Rows
◆ ◆ ◆ ◆

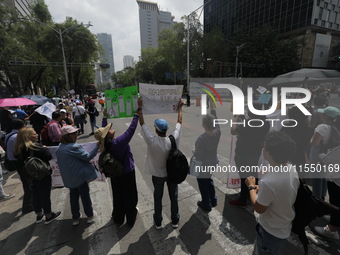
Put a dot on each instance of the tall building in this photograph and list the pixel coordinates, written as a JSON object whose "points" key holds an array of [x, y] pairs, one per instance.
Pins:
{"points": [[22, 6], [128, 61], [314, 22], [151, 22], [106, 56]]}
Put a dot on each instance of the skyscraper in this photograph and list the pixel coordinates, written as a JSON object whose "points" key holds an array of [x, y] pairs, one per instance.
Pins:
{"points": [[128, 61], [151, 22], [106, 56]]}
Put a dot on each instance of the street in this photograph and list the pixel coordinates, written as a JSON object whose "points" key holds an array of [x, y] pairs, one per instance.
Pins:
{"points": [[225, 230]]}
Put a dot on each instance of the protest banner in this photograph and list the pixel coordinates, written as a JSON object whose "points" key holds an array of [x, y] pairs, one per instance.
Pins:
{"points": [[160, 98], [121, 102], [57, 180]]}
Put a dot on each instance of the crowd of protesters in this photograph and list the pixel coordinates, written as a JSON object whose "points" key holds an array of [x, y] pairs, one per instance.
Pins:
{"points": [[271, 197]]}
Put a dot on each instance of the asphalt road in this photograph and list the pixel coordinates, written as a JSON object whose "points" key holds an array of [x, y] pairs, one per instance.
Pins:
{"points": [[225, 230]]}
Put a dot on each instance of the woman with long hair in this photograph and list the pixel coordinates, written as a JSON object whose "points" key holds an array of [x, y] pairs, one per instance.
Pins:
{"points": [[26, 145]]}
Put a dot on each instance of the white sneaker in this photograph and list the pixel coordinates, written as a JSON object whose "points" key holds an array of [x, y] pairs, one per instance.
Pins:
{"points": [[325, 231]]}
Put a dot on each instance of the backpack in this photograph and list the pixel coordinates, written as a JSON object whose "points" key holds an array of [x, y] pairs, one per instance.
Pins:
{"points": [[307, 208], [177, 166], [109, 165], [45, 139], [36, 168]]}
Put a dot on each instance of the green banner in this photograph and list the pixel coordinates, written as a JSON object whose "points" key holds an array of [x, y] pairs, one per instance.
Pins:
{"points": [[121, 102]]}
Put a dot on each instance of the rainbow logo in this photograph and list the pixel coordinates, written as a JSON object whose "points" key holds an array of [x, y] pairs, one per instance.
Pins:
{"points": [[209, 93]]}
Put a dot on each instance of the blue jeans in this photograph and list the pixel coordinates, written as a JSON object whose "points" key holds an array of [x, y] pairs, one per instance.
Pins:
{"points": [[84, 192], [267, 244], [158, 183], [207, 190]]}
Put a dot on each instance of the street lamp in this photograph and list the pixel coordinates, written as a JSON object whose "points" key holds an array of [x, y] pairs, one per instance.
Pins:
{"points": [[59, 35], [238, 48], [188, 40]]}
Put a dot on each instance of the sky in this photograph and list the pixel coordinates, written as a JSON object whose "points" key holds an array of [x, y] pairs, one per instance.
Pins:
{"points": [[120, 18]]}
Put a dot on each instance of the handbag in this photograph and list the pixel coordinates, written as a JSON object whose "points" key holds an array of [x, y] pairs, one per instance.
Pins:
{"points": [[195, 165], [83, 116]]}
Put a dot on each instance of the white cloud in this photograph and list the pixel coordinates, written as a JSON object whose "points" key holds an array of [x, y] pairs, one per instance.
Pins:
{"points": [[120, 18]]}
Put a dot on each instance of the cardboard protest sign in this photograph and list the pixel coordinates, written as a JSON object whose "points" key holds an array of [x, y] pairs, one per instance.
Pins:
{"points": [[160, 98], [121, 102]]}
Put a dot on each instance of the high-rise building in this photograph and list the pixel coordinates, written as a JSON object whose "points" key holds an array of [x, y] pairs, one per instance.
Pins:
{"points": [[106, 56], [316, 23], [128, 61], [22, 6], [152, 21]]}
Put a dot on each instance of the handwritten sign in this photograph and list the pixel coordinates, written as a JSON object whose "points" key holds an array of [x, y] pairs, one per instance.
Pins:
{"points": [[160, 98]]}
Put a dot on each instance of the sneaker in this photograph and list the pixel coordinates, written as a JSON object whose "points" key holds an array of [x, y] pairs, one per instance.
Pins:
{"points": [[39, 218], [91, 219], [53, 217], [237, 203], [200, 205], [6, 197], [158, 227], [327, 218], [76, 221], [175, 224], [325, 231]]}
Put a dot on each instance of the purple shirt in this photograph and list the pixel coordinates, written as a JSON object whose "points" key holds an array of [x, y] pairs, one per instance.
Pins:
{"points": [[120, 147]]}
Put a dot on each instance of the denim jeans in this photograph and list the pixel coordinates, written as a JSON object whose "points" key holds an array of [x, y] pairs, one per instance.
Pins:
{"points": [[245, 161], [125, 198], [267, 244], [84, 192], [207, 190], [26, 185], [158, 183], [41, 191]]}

◆ ◆ ◆ ◆

What you need to do
Copy all the entries above, changing "photograph" to "image" wherever it occurs and leaving the rest as it is. Omit the pictures.

Complete output
Put a dot on each instance of the tall building in this image and list the pixel coordinates, written as a JSON object whose "points" key holds an array of [x, y] pairs, one per instance.
Pins:
{"points": [[22, 6], [128, 61], [314, 22], [151, 22], [106, 56]]}
Put a dot on each instance of the skyscraper in this image and list the pixel coordinates, written as a JSON object whose "points" key holds an array of [x, y] pairs, one per instance.
Pins:
{"points": [[128, 61], [151, 22], [106, 56]]}
Put a dot on each instance of the street in this image and list the pixel coordinates, written as a JSON object whose "points" key holds an array of [x, y] pairs, one per instance.
Pins:
{"points": [[225, 230]]}
Put a dot on each instance of the protest banner in this image and list the pixel coordinates, written as a JSON object whose "points" key holds an array of [x, y] pairs, one per instance.
Pins:
{"points": [[160, 98], [121, 102], [57, 180]]}
Put a dot on each instance of the crowd of protesters in this image and list the pixel coordinates, written as a JSON object whose "points" key holds an array of [x, y] pairs, one per instance.
Pins:
{"points": [[271, 197]]}
Put a dot on each instance of the asphalt road in this image and list the pixel coordinates, written as a JSON object whose "points" key holds an array of [x, y] pairs, one per instance.
Pins:
{"points": [[225, 230]]}
Put a dot on each instance of the woman with long hair in this image and list the pixel coordinates, written as a JSON object whose "points" key holds an array of [x, y] pairs, one per instance.
Pins:
{"points": [[26, 145]]}
Put a dot on each instance of the white sneaker in this image and list the pixel coordinates, written as a JSON object whose "points" key holds an array of [x, y] pairs, one per instance.
Pins:
{"points": [[325, 231]]}
Put a dot on each instance of the backpack in this image and list the pixel coordinates, written as a JSON object whose "points" key holds an array of [x, y] pairs, one per instance.
Pins:
{"points": [[307, 208], [177, 166], [109, 165], [45, 139], [36, 168]]}
Put a dot on each instance of the green banner in this image and list the pixel coordinates, written as a JSON object whose "points" key holds an array of [x, y] pairs, one per instance.
Pins:
{"points": [[121, 102]]}
Put a dot on each instance of the rainbow logo in this image and list the pixel coordinates, written as a JSON object whose "points" key holds an array of [x, y] pairs, one per instance.
Pins:
{"points": [[209, 93]]}
Put a dot on each instance of the blue jeans in this image and list the pixel coordinates, written as a JSON object whose "points" key holds an array of [x, y] pairs, one per instance.
Pins:
{"points": [[84, 192], [267, 244], [158, 183], [207, 190]]}
Put a dot on each instance of the street lamp in this image and list the pixel coordinates, written as a JSON object whose "points" key holds an array of [x, y] pairs, one per instance.
Pins:
{"points": [[59, 35], [238, 48], [188, 40]]}
Put a dot on each instance of the sky in this image and list the pixel coordinates, written as a JSON object whose "points" key holds an array of [x, y] pairs, one per instance.
Pins:
{"points": [[120, 18]]}
Put a dot on each instance of the handbag in this image and list the pixel coordinates, written as a JSON object whose "points" key holds an array of [x, y] pairs, one per instance.
Pins:
{"points": [[195, 165], [83, 116]]}
Put a dot on each instance of the white cloud in this image and list the pixel coordinates, written as a JSON object whose "points" key holds an array of [x, y] pairs, one per instance.
Pins:
{"points": [[120, 18]]}
Put a dot on each instance of the cardboard protest sign in this image and list the pixel coordinates, written as a JSON object whose "points" key holds an array of [x, y] pairs, one per instance.
Pins:
{"points": [[160, 98], [121, 102]]}
Put a dot on each instance of the high-rise building in this image and list the pixel coordinates, written as a JSON object whose "points" key holds an array of [x, y] pairs, one per instance.
Pins:
{"points": [[106, 56], [316, 23], [128, 61], [22, 6], [152, 21]]}
Put a dot on each instance of the handwritten sign in this image and list the pixel coordinates, written as a JSON object whose "points" key holds an array of [x, y] pairs, one per instance.
Pins:
{"points": [[160, 98]]}
Put a dot on each instance of the sneaker in this image and list the pixel coordinates, written as a JSON object whose "points" key holds an array of [x, y] pairs, one per instance.
Pins:
{"points": [[39, 218], [91, 219], [53, 217], [237, 203], [200, 205], [6, 197], [158, 227], [327, 218], [76, 221], [175, 224], [325, 231]]}
Put a dot on each instance of the purple shirt in this image and list the pixel coordinates, written as a JSON object whose "points" key holds an array of [x, y] pairs, one per instance.
Pins:
{"points": [[120, 147]]}
Put a dot on each instance of the denim jeans in this image and list the pixel coordinates, written as a JSON object whose "points" key holds an array of [x, y] pairs, one per instance.
Pins:
{"points": [[245, 161], [125, 198], [267, 244], [84, 192], [207, 190], [26, 185], [158, 183], [41, 191]]}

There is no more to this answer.